Information supplied
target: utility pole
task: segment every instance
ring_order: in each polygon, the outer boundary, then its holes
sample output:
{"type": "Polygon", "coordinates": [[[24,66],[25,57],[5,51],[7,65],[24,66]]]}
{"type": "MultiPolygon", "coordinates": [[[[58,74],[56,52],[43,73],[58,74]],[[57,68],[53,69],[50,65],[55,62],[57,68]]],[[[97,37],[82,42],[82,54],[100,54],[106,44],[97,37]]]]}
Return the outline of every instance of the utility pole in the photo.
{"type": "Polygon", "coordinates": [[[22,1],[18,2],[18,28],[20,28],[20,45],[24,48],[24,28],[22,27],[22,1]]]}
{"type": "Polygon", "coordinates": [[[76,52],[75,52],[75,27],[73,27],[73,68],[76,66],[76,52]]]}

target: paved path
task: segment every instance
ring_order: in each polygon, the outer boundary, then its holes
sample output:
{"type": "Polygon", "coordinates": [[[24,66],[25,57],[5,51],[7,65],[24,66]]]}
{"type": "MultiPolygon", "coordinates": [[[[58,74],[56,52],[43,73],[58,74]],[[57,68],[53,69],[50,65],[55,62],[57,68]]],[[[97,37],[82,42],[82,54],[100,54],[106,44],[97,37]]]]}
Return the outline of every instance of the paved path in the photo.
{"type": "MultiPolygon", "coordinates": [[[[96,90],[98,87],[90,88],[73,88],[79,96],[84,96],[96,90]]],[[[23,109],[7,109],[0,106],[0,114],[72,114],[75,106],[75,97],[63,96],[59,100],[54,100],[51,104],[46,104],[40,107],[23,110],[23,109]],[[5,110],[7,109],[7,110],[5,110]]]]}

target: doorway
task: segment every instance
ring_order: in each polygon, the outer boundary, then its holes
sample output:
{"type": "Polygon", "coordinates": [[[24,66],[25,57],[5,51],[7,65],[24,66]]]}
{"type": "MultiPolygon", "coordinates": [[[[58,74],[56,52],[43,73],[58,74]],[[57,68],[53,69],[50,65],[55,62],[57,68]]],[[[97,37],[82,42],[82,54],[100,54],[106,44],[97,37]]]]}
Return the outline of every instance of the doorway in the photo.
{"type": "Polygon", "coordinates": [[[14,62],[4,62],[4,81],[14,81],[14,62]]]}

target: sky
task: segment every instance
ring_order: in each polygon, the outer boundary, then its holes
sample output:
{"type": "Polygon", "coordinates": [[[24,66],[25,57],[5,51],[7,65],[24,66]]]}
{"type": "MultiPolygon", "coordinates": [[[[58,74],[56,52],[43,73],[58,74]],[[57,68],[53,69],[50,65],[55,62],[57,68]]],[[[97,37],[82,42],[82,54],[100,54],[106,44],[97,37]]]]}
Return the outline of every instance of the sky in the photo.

Written instruction
Return every line of the rows above with no changes, from the first row through the last.

Answer below
target: utility pole
task: segment every instance
ring_order: in each polygon, the outer boundary, then its holes
sample output:
{"type": "Polygon", "coordinates": [[[24,66],[25,57],[5,51],[7,65],[24,66]]]}
{"type": "MultiPolygon", "coordinates": [[[[58,74],[56,52],[43,73],[58,74]],[[57,68],[53,69],[50,65],[55,62],[57,68]]],[[[97,37],[82,42],[82,54],[100,54],[106,44],[97,37]]]]}
Return the outline of every instance of the utility pole in the photo.
{"type": "Polygon", "coordinates": [[[22,1],[18,2],[18,28],[20,28],[20,45],[24,48],[24,28],[22,27],[22,1]]]}
{"type": "Polygon", "coordinates": [[[76,52],[75,52],[75,27],[73,27],[73,68],[76,66],[76,52]]]}

target: paved path
task: segment every instance
ring_order: in each polygon, the outer boundary, then its holes
sample output:
{"type": "Polygon", "coordinates": [[[24,66],[25,57],[5,51],[7,65],[24,66]]]}
{"type": "MultiPolygon", "coordinates": [[[[58,74],[56,52],[43,73],[58,74]],[[57,68],[53,69],[50,65],[55,62],[57,68]]],[[[97,37],[82,42],[82,54],[100,54],[106,44],[97,37]]]]}
Return the outline of every instance of the paved path in the photo.
{"type": "MultiPolygon", "coordinates": [[[[96,90],[98,87],[90,88],[73,88],[79,96],[84,96],[96,90]]],[[[23,109],[7,109],[0,106],[0,114],[72,114],[75,106],[75,97],[63,96],[59,100],[54,100],[51,104],[46,104],[40,107],[23,110],[23,109]],[[5,110],[7,109],[7,110],[5,110]]]]}

target: doorway
task: segment every instance
ring_order: in each polygon, the outer boundary, then its holes
sample output:
{"type": "Polygon", "coordinates": [[[24,66],[25,57],[5,51],[7,65],[24,66]]]}
{"type": "MultiPolygon", "coordinates": [[[[58,74],[56,52],[43,73],[58,74]],[[57,68],[53,69],[50,65],[55,62],[57,68]]],[[[97,37],[82,42],[82,54],[100,54],[106,44],[97,37]]]]}
Return the outline of every instance of the doorway in the photo.
{"type": "Polygon", "coordinates": [[[14,62],[4,62],[4,81],[14,81],[14,62]]]}

target: sky
task: segment every instance
ring_order: in each polygon, the outer boundary, then its holes
sample output:
{"type": "Polygon", "coordinates": [[[24,66],[25,57],[5,51],[7,65],[24,66]]]}
{"type": "MultiPolygon", "coordinates": [[[[58,74],[56,52],[43,73],[58,74]],[[57,68],[53,69],[50,65],[55,62],[57,68]]],[[[97,37],[82,42],[82,54],[100,54],[106,44],[97,37]]]]}
Return the outline of every instance of the sky in the photo.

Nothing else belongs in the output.